Exactly the lines from the one holding "the rock, giving" through the final line of the data are wanted, copied as written.

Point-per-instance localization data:
════════

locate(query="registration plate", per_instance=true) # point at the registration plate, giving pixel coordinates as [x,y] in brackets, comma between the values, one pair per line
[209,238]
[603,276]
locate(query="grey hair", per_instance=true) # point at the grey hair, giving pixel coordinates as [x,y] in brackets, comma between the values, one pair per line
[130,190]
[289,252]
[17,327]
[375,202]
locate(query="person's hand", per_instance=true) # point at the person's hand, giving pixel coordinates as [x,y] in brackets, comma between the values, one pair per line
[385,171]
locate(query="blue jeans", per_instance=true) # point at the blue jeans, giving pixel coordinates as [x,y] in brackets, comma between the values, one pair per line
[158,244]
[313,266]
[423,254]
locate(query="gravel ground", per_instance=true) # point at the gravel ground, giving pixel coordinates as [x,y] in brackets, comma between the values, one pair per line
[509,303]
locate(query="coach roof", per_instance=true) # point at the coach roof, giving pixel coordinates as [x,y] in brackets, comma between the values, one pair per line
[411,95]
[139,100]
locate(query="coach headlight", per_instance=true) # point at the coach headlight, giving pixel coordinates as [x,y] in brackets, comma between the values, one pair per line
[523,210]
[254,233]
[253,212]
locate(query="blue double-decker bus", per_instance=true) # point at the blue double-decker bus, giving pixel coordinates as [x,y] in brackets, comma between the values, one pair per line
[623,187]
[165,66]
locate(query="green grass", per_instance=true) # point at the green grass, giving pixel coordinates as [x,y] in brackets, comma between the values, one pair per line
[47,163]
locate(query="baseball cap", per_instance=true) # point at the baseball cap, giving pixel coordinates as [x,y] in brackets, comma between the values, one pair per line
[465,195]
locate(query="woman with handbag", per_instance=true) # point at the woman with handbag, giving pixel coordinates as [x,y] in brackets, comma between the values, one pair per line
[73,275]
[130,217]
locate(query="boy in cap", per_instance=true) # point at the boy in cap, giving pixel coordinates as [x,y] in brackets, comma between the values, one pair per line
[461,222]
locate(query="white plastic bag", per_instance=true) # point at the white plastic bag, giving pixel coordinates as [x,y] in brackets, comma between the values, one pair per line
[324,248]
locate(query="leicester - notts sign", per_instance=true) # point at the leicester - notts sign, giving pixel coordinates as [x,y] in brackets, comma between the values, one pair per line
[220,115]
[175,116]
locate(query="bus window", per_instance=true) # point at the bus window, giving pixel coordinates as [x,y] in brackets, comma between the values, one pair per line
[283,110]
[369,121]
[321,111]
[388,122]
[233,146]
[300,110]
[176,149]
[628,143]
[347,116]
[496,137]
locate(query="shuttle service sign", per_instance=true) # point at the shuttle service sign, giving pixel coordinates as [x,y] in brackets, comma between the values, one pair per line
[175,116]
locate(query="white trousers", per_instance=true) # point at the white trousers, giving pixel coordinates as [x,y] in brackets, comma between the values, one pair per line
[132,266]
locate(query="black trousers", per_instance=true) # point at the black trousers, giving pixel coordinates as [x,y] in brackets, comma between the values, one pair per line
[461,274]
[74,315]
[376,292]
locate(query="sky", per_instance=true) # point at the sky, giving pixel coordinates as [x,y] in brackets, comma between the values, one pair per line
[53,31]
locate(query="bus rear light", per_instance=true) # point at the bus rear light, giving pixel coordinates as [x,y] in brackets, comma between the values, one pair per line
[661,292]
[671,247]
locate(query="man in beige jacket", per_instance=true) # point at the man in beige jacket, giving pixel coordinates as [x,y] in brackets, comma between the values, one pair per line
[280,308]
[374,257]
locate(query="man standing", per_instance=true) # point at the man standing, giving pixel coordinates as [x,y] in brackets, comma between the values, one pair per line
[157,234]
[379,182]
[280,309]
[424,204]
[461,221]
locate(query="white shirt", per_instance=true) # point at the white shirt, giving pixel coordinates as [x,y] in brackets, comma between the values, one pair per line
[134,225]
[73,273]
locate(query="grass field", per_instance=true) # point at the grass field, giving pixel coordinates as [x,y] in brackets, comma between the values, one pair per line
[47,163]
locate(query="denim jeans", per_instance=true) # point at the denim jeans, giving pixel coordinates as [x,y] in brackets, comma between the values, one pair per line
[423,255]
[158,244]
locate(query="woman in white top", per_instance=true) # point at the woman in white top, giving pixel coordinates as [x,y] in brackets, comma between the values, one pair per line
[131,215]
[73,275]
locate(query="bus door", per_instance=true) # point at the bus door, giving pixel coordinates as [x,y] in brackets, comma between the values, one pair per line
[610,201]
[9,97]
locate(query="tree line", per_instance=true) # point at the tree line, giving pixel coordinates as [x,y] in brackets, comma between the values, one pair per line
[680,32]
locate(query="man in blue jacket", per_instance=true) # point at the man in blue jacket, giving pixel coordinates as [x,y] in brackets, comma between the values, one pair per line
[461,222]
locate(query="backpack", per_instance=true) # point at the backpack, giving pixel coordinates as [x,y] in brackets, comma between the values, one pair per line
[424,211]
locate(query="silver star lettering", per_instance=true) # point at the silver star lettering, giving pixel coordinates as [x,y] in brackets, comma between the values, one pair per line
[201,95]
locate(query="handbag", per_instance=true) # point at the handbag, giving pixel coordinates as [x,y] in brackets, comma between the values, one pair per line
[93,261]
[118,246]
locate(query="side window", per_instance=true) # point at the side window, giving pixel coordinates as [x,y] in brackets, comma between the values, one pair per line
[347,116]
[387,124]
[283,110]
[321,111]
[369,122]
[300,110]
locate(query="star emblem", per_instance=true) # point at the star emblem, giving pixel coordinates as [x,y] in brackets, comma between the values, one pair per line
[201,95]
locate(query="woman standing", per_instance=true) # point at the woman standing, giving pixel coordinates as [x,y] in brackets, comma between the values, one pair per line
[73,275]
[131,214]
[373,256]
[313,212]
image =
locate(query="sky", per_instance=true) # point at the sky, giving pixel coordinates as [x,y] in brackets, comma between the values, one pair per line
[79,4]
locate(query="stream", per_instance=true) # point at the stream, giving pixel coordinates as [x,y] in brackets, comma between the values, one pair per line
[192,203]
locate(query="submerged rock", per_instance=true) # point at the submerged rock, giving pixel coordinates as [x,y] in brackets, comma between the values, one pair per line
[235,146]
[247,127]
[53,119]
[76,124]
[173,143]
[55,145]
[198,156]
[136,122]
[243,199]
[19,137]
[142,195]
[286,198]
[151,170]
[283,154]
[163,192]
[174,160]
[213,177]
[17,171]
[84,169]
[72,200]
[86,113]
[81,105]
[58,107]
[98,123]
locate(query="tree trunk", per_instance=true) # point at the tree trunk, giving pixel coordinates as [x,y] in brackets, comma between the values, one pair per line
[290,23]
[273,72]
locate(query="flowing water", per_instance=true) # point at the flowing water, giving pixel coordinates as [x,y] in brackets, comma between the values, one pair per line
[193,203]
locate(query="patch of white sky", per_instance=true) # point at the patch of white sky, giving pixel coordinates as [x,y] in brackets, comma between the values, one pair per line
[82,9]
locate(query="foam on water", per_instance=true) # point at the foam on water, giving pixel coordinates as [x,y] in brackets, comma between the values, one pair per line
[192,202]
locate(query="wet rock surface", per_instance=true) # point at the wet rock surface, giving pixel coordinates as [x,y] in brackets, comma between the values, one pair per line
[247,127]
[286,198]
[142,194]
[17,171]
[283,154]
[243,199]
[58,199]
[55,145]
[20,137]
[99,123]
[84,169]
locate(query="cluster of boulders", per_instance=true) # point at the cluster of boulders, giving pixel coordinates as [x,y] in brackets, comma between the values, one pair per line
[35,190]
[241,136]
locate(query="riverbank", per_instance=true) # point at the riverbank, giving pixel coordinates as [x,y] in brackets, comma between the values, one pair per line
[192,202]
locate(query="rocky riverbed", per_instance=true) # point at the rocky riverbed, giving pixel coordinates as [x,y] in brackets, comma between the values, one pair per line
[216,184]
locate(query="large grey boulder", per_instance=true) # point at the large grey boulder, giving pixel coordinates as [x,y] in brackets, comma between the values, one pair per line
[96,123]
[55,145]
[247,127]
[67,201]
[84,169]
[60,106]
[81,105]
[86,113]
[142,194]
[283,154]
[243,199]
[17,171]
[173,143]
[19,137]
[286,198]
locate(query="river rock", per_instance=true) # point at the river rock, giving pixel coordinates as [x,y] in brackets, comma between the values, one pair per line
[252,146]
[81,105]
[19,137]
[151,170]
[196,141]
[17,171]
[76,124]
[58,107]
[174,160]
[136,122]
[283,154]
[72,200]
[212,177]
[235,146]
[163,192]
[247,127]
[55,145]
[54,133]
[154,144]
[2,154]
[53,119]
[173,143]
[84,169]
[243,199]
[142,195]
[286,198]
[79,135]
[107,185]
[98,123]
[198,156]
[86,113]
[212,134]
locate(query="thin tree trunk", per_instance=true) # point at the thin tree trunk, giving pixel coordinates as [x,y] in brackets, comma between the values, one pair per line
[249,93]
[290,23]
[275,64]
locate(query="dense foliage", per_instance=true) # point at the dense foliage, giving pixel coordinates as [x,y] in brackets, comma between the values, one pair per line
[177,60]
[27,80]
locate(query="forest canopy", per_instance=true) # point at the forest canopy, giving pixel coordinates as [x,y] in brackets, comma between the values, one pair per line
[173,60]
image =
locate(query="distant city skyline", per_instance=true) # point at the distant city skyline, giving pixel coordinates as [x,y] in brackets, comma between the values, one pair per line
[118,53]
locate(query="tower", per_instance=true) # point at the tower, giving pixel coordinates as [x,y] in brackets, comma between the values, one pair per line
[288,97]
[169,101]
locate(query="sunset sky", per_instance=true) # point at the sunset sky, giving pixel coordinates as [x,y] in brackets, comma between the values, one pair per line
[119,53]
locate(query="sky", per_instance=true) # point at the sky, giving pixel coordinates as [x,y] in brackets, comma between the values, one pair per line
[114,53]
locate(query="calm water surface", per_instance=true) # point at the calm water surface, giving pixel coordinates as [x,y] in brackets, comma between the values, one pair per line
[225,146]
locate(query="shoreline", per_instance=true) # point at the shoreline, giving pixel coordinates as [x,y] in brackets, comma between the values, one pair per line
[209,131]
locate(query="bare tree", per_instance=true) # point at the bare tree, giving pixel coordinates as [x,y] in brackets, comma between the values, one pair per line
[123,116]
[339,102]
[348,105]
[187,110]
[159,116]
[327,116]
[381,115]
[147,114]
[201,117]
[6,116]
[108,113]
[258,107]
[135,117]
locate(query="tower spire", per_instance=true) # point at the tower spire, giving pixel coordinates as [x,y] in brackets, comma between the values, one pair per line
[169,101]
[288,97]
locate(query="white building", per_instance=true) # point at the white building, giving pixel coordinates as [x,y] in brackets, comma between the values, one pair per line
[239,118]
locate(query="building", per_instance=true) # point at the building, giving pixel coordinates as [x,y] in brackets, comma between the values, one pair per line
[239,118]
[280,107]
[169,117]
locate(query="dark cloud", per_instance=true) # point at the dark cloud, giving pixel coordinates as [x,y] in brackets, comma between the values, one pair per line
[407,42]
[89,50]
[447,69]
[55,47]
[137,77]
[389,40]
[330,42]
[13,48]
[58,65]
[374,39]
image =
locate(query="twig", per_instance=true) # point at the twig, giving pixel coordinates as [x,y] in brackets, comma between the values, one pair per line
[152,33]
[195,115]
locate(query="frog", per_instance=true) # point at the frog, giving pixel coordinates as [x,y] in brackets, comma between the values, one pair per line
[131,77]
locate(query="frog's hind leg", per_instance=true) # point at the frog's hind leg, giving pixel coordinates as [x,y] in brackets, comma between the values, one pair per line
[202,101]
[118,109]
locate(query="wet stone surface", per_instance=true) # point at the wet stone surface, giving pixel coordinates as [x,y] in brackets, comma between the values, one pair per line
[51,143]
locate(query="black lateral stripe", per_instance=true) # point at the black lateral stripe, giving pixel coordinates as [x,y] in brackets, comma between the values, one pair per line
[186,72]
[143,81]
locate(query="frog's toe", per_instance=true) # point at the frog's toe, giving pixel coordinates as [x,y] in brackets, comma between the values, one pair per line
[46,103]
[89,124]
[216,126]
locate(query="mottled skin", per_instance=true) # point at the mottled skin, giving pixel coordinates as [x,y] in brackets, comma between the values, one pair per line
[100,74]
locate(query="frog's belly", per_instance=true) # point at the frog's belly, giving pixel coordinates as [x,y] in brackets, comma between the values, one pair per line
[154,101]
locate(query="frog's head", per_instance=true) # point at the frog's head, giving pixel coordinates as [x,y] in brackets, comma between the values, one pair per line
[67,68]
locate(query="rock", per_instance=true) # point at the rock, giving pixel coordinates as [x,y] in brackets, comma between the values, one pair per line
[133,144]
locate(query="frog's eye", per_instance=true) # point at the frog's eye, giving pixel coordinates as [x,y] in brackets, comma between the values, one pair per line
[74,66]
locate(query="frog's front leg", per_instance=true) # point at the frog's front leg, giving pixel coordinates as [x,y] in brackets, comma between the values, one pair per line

════════

__Problem solution__:
locate(query="rock", per_instance=true) # point at the rock, giving pixel coordinates as [x,y] in brackets, comma between the values, one pair per line
[133,144]
locate(query="frog's eye", per_instance=true) # point at the frog's eye, giving pixel coordinates as [x,y] in brackets, comma between the values, one pair per line
[74,66]
locate(query="frog's front leg", per_instance=true) # point at the frog's front leg, giving pixel coordinates as [x,y] in brackets, comma between the values, one pair per line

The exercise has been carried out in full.